◆ **STORED ROWS**
** START **

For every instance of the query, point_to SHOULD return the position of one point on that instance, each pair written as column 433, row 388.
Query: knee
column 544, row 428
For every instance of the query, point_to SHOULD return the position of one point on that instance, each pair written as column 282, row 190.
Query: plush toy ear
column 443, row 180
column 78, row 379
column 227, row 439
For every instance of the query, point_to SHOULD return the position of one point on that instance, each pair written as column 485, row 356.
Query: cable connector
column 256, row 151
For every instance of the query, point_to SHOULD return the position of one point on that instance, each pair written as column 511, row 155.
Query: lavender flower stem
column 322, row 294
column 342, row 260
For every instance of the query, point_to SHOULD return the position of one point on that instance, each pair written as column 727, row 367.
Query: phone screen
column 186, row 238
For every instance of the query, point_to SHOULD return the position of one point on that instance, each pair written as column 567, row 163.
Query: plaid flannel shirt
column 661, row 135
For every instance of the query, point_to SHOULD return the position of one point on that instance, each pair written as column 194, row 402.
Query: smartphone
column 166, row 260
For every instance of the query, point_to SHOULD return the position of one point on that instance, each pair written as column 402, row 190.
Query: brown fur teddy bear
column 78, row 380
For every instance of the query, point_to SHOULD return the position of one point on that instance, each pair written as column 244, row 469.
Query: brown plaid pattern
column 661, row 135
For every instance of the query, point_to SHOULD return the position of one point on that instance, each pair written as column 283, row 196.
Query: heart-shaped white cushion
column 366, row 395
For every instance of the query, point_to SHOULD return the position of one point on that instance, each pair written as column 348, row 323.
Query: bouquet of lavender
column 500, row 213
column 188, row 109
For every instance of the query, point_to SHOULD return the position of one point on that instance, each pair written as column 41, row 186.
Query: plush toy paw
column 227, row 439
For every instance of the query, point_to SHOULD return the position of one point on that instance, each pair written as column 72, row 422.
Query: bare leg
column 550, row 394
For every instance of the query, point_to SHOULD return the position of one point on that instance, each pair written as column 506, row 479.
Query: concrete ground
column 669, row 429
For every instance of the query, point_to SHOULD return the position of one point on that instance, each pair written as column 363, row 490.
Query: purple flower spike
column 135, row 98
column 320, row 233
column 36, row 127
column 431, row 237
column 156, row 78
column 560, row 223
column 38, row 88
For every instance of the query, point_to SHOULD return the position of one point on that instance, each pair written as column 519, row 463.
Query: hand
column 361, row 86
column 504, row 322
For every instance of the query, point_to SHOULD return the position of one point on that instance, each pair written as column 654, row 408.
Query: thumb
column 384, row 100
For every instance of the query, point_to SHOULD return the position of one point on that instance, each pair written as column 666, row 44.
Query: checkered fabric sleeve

** END **

◆ **EXERCISE DIRECTIONS**
Please render every line of the material above as a Markdown table with the columns "Row" and "Line", numbering the rows in order and leaving out blank lines.

◆ **RESULT FOR THIS EXERCISE**
| Row | Line |
|---|---|
| 1 | For every instance of the query, point_to SHOULD return the position of one point on that instance, each pair written as column 433, row 388. |
| 2 | Query: knee |
| 3 | column 544, row 428 |
| 4 | For every instance of the query, point_to SHOULD return the position of one point on that instance, each pair written as column 282, row 190. |
| 5 | Query: plush toy ear |
| 6 | column 443, row 180 |
| 7 | column 78, row 379 |
| 8 | column 227, row 439 |
| 9 | For every instance of the query, point_to SHOULD return the position of one point on that instance, each pair written as column 485, row 356. |
| 10 | Query: cable connector |
| 11 | column 256, row 151 |
| 12 | For every instance of the query, point_to SHOULD return the position of one point on that instance, each pair written as column 511, row 155. |
| 13 | Query: lavender flower stem |
| 14 | column 322, row 294 |
| 15 | column 342, row 260 |
| 16 | For every instance of the query, point_to SHOULD return the position of one point on that instance, each pair written as column 727, row 367. |
| 17 | Query: phone screen |
| 18 | column 186, row 238 |
| 19 | For every instance of the query, point_to SHOULD return the position of one point on that instance, each pair written as column 567, row 163. |
| 20 | Query: plaid flannel shirt |
| 21 | column 661, row 135 |
| 22 | For every instance of the query, point_to SHOULD return the position of one point on that instance, each pair written as column 194, row 402. |
| 23 | Query: smartphone |
| 24 | column 166, row 260 |
| 25 | For every instance of the query, point_to SHOULD return the position of one point on that instance, each pair written as column 402, row 190. |
| 26 | Query: brown fur teddy bear |
| 27 | column 78, row 380 |
| 28 | For every instance of the query, point_to SHOULD return the position of one point on that instance, each pair written as column 244, row 469. |
| 29 | Query: brown plaid pattern |
| 30 | column 661, row 135 |
| 31 | For every instance of the query, point_to SHOULD return the position of one point on that instance, each pair written as column 283, row 196. |
| 32 | Query: heart-shaped white cushion |
| 33 | column 366, row 395 |
| 34 | For every instance of the query, point_to SHOULD return the position of one point on that instance, each pair written as column 348, row 323. |
| 35 | Query: bouquet of lavender |
| 36 | column 500, row 213 |
| 37 | column 188, row 109 |
| 38 | For every instance of the query, point_to SHOULD return the position of one point on that instance, each pair written as column 41, row 186. |
| 39 | Query: plush toy paw |
| 40 | column 227, row 439 |
| 41 | For every instance of the query, point_to SHOULD return the position of one point on that instance, each pair written as column 72, row 422. |
| 42 | Query: bare leg |
| 43 | column 550, row 394 |
| 44 | For every instance of the query, point_to SHOULD return the position of one point on that instance, each pair written as column 506, row 479. |
| 45 | Query: concrete ground |
| 46 | column 669, row 429 |
| 47 | For every instance of the query, point_to SHOULD return the position of one point on that instance, each pair written as column 363, row 490. |
| 48 | Query: purple flower spike |
| 49 | column 135, row 98 |
| 50 | column 320, row 233 |
| 51 | column 36, row 127 |
| 52 | column 431, row 237 |
| 53 | column 156, row 78 |
| 54 | column 560, row 223 |
| 55 | column 38, row 88 |
| 56 | For every instance of the query, point_to SHOULD return the position of one point on that instance, each pair written as column 519, row 463. |
| 57 | Query: hand |
| 58 | column 361, row 86 |
| 59 | column 504, row 322 |
| 60 | For every instance of the query, point_to SHOULD return the position of one point on that instance, each pair written as column 654, row 408. |
| 61 | Query: thumb |
| 62 | column 384, row 100 |
| 63 | For every instance of the query, point_to SHOULD return the position of one point on that instance, each pair written as column 666, row 44. |
| 64 | Query: checkered fabric sleeve |